▶ **SHORT TASK**
Rewrite the listing below with "bounding boxes" replaced by "rectangular boxes" wherever it occurs, keeping everything else the same.

▶ **DATASET**
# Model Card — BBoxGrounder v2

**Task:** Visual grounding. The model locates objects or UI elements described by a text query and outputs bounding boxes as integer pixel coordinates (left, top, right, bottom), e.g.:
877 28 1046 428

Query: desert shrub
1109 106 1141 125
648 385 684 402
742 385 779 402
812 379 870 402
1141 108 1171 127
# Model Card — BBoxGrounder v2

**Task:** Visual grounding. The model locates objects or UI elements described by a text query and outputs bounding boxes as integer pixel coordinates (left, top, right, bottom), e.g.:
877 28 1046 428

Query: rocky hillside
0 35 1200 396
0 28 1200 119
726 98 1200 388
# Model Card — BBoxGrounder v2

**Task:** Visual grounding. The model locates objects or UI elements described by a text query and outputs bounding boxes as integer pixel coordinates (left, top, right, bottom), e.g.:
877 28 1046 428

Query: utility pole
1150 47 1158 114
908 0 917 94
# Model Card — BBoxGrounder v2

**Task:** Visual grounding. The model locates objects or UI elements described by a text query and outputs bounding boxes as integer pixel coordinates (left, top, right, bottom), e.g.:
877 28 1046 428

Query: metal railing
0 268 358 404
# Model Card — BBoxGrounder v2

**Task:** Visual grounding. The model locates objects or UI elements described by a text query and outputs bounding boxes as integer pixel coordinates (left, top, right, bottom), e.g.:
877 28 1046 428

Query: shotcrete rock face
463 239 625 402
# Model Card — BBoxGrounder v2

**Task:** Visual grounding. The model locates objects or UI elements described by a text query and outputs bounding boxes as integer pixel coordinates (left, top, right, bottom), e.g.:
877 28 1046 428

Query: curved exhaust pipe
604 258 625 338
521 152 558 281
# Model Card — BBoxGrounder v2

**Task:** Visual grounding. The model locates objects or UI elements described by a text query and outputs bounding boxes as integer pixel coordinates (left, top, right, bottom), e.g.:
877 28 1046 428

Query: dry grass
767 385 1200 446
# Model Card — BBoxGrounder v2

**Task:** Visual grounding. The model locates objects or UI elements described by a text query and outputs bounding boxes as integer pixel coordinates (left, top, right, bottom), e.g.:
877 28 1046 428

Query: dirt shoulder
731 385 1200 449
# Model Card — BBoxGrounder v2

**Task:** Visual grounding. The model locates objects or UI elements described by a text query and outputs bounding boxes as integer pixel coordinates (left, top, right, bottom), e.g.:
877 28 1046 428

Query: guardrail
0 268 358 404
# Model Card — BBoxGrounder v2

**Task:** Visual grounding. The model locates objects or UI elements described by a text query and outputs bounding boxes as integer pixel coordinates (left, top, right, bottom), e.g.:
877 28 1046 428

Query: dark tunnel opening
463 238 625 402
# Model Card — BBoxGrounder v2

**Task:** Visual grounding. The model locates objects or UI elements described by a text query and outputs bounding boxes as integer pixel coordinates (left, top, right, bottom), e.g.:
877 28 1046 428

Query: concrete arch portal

▶ **COMPLETED TASK**
# Model Card — BBoxGrounder v2

**Task:** Visual grounding. The model locates objects or UI elements described by a text query and outputs rectangular boxes as integer pixel coordinates (left, top, right, bottom), e.g.:
877 28 1046 428

Query: desert shrub
1109 106 1141 125
648 385 684 402
742 385 779 402
812 379 870 402
1141 108 1171 127
# Model Card — BBoxGrounder v2

**Task:** Visual grounding. The model locates objects or UI elements described by a text query and outputs rectangular boxes as integer pixel coordinates (left, top, right, bottom), e.g.:
877 28 1046 428

Query: rocky hillside
0 35 1200 396
0 28 1200 119
726 98 1200 388
# Model Card — BBoxGrounder v2

**Task:** Visual grounding. The model locates objects or UI elements described by a text query and outputs rectangular boxes as integer pixel coordinates (left, top, right, bottom), e.g.:
877 28 1046 428

Query: utility pole
1150 47 1158 114
908 0 917 94
# Model Card — BBoxGrounder v2

**Task:** Visual grounding. The model locates objects or UI elements described by a text query and outputs rectangular boxes as integer pixel coordinates (left, top, right, bottom), e.g.:
877 28 1046 428

Query: metal railing
0 268 358 404
# Model Card — BBoxGrounder v2

**Task:** Visual grounding. The model locates objects or UI elements described by a text query and outputs rectangular boxes as integer pixel coordinates (left, top, right, bottom), e.g.:
877 28 1046 428

Query: shotcrete rock face
463 239 625 402
# Model Card — BBoxGrounder v2

**Task:** Visual grounding. The model locates objects or UI elements described by a text query and outputs rectangular boxes as integer pixel coordinates (left, top, right, bottom), e.g.:
877 28 1046 428

Query: curved exhaust pipe
604 258 625 338
521 152 558 281
# Model Card — BBoxGrounder v2

**Task:** Visual grounding. The model locates objects or UI elements described by a text query and outputs rectangular boxes as integer pixel coordinates (left, top, right, bottom), e.g.:
877 28 1046 428

Query: dry grass
767 385 1200 446
# Model Card — BBoxGrounder v2

**Task:** Visual grounding. The model locates objects or UI elements described by a text query and outputs rectangular boxes as integer pixel coordinates (left, top, right, bottom), e.g.:
877 28 1046 428

Query: dirt shoulder
731 385 1200 449
# Model Card — BBoxGrounder v2

**Task:** Visual grounding. The model locates objects or UI elements described by a text query and outputs rectangular boxes as integer pixel coordinates (left, top, right, bottom), e.g.:
877 28 1046 428

Query: guardrail
0 268 358 404
# Model Card — BBoxGrounder v2

**Task:** Visual grounding. The model locates objects or UI elements described by a text query and outputs rectangular boxes as integer pixel coordinates (left, top, right, bottom), e.g.:
877 28 1046 428

Query: dark tunnel opening
463 238 625 402
# Model Card — BBoxGrounder v2

**Task:** Visual grounding. The model locates objects or UI elements described by a text query and outputs rectangular boxes as integer pixel coordinates (left, top, right, bottom), e.g.:
877 28 1046 428

Query: concrete arch portal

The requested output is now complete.